**YOUR INSTRUCTIONS:** Write what comes next in the cat forum welcome thread below, beginning with the post under its final header.

**TEXT SECTION:**
^^^^
# New



## FluffyPaws (Dec 10, 2004)

Hey I'm new, I LOVE CATS that's why I have 10 or more. My name is Lana & I would like to meet new Friends here! :wink:


----------



## DesnBaby (Apr 18, 2004)

& welcome Lana!


----------



## Misery (Oct 18, 2004)

Hello and Welcome! Post some pics of your kitties in the "Meet My Kitty" forum if you haven't already!


----------



## Padunk (Oct 20, 2003)

Is Fluffy Paws a calico? It's hard to tell from the sig. Either way it's a very cute kitty.  Welcome to the forum.


----------



## jessamica8 (Aug 17, 2004)

Welcome!


----------



## rosalie (Oct 9, 2003)

Welcome Lana & Fluffy Paws


----------



## FluffyPaws (Dec 10, 2004)

Thanks guys for the welcomes, Paws is Not a Calico He is a White & Gray spot Long Fluffy haired Cat! :wink:


----------



## kitkat (Sep 22, 2003)
^^^^
(Stored data entries)
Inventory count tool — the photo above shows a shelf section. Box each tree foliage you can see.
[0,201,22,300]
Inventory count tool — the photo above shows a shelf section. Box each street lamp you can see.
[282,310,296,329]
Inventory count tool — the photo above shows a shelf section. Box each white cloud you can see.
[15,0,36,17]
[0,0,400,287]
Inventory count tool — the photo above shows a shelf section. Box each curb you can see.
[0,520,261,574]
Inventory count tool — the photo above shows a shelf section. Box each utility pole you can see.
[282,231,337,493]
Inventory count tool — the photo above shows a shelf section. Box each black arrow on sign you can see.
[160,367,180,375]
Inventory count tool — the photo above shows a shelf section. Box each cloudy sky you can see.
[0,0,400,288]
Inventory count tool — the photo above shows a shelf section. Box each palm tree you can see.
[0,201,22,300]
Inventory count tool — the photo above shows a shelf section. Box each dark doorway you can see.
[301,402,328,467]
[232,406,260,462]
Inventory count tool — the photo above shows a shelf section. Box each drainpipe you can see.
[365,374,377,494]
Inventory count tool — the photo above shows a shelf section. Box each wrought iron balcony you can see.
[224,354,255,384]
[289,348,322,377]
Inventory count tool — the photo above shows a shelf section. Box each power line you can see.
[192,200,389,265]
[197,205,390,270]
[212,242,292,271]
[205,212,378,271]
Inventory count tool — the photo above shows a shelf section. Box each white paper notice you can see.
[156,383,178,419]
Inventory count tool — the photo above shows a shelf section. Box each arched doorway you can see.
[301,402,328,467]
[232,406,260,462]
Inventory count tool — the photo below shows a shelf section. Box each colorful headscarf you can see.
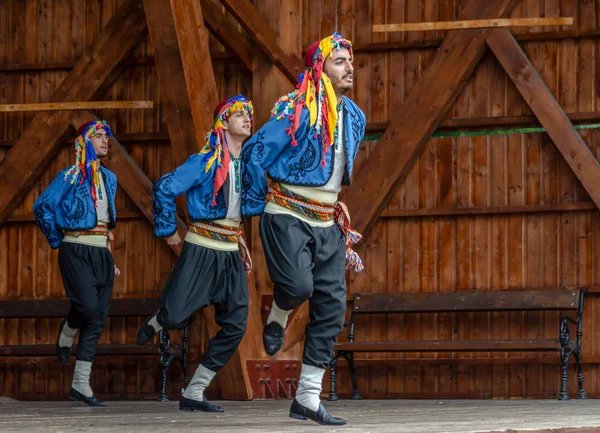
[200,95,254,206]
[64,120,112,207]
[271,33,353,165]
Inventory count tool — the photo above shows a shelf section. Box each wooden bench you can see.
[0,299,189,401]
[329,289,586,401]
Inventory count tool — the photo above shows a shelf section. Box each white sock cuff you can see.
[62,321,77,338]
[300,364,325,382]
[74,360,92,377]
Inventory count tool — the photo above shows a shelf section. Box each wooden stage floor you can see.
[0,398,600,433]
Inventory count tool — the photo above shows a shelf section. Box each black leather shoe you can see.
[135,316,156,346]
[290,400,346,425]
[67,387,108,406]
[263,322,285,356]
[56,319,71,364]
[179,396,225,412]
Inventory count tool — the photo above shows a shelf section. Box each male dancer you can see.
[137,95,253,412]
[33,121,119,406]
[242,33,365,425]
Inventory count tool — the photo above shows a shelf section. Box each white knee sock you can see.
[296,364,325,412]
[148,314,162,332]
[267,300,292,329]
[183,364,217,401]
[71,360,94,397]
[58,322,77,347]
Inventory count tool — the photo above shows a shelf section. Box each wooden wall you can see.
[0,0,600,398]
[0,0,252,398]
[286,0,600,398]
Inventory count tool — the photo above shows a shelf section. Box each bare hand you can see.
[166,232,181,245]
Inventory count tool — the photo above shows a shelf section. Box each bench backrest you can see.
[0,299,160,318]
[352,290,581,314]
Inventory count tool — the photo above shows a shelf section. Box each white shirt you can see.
^^^^
**RESPONSE:**
Welcome to the forum Lana


----------



## Jeanie (Jun 18, 2003)

Hi, Lana! Welcome to the forum. I'm sure you'll find some great friends here. Enjoy!


----------



## FluffyPaws (Dec 10, 2004)

Thanks! :wink:


----------



## Mitts & Tess (Sep 4, 2004)

Welcome to Cat Forum. I love the video thingy of your cat. Wish I knew how to do those things! Im a techno moron so love seeing what every one puts on their signitures. More pictures please


----------



## Taylor99 (Nov 11, 2004)

Hi Lana and welcome to the cat forum.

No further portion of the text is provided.